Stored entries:
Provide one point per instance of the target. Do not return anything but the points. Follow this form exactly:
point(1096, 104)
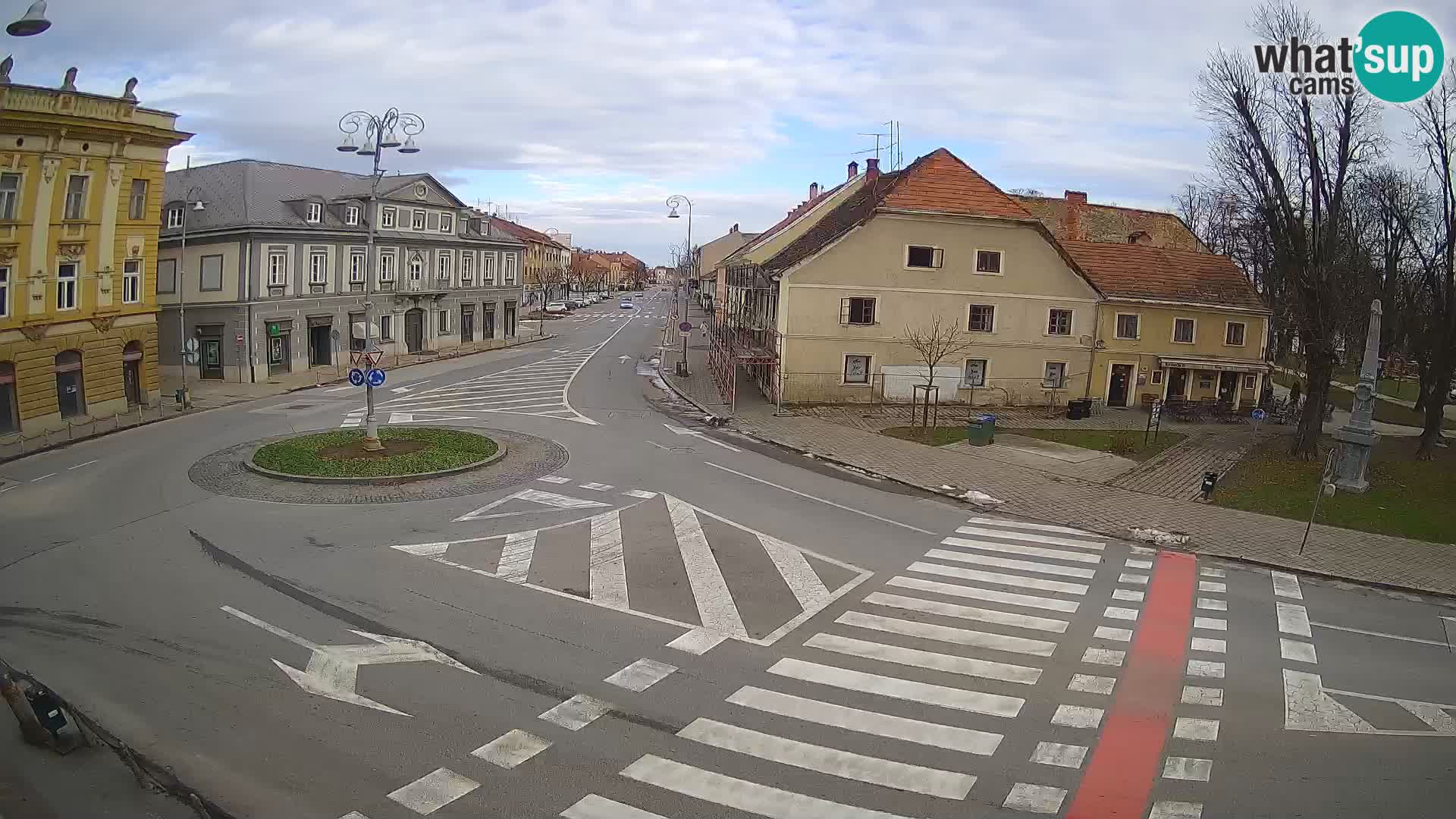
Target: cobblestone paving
point(526, 460)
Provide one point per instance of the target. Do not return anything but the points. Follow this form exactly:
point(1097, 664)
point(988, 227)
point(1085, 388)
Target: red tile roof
point(1144, 271)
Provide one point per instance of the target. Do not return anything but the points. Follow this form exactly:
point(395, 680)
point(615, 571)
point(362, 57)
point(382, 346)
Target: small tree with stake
point(934, 343)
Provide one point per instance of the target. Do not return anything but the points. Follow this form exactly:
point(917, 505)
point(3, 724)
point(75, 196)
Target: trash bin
point(982, 430)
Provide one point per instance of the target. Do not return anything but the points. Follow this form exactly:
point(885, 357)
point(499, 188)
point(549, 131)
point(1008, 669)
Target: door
point(416, 330)
point(1119, 390)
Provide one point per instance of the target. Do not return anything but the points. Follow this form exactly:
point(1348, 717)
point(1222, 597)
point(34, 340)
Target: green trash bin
point(982, 430)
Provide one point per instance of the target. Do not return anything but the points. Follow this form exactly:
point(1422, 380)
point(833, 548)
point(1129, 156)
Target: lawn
point(1128, 444)
point(1407, 499)
point(334, 453)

* What to do: Exclude all images, then retype the records above without alteration.

* Response to this task:
Provide one point per instance of the target. Do not return anything but the points. Follow this form exactly:
point(1096, 104)
Target: cobblestone paving
point(526, 460)
Provide one point per instance of the target. Do not return anything but the points. Follow this form exactly:
point(1097, 664)
point(988, 227)
point(1085, 388)
Target: red tile roof
point(1144, 271)
Provide one point per instance of the target. Do not return anything but the points. Follow this form exactly:
point(395, 680)
point(615, 571)
point(362, 57)
point(382, 346)
Target: small tree with stake
point(934, 343)
Provide one point per instance of the target. Do not return anything but the points. Follow this form exactly:
point(917, 505)
point(3, 724)
point(75, 196)
Target: trash bin
point(982, 430)
Provide one point per instance of the target. Do not return anything but the points. Follow this form exactly:
point(885, 357)
point(499, 188)
point(549, 131)
point(1008, 669)
Target: door
point(416, 330)
point(1119, 390)
Provide one point per instance of the target. Do not return anything but the points. Follow this form exactly:
point(1348, 717)
point(1222, 597)
point(34, 340)
Target: green trash bin
point(982, 430)
Provide one point per instance of the target. Do not return anything but the points. Follow this form exactly:
point(1422, 380)
point(833, 548)
point(1129, 156)
Target: lawn
point(1128, 444)
point(1407, 499)
point(334, 453)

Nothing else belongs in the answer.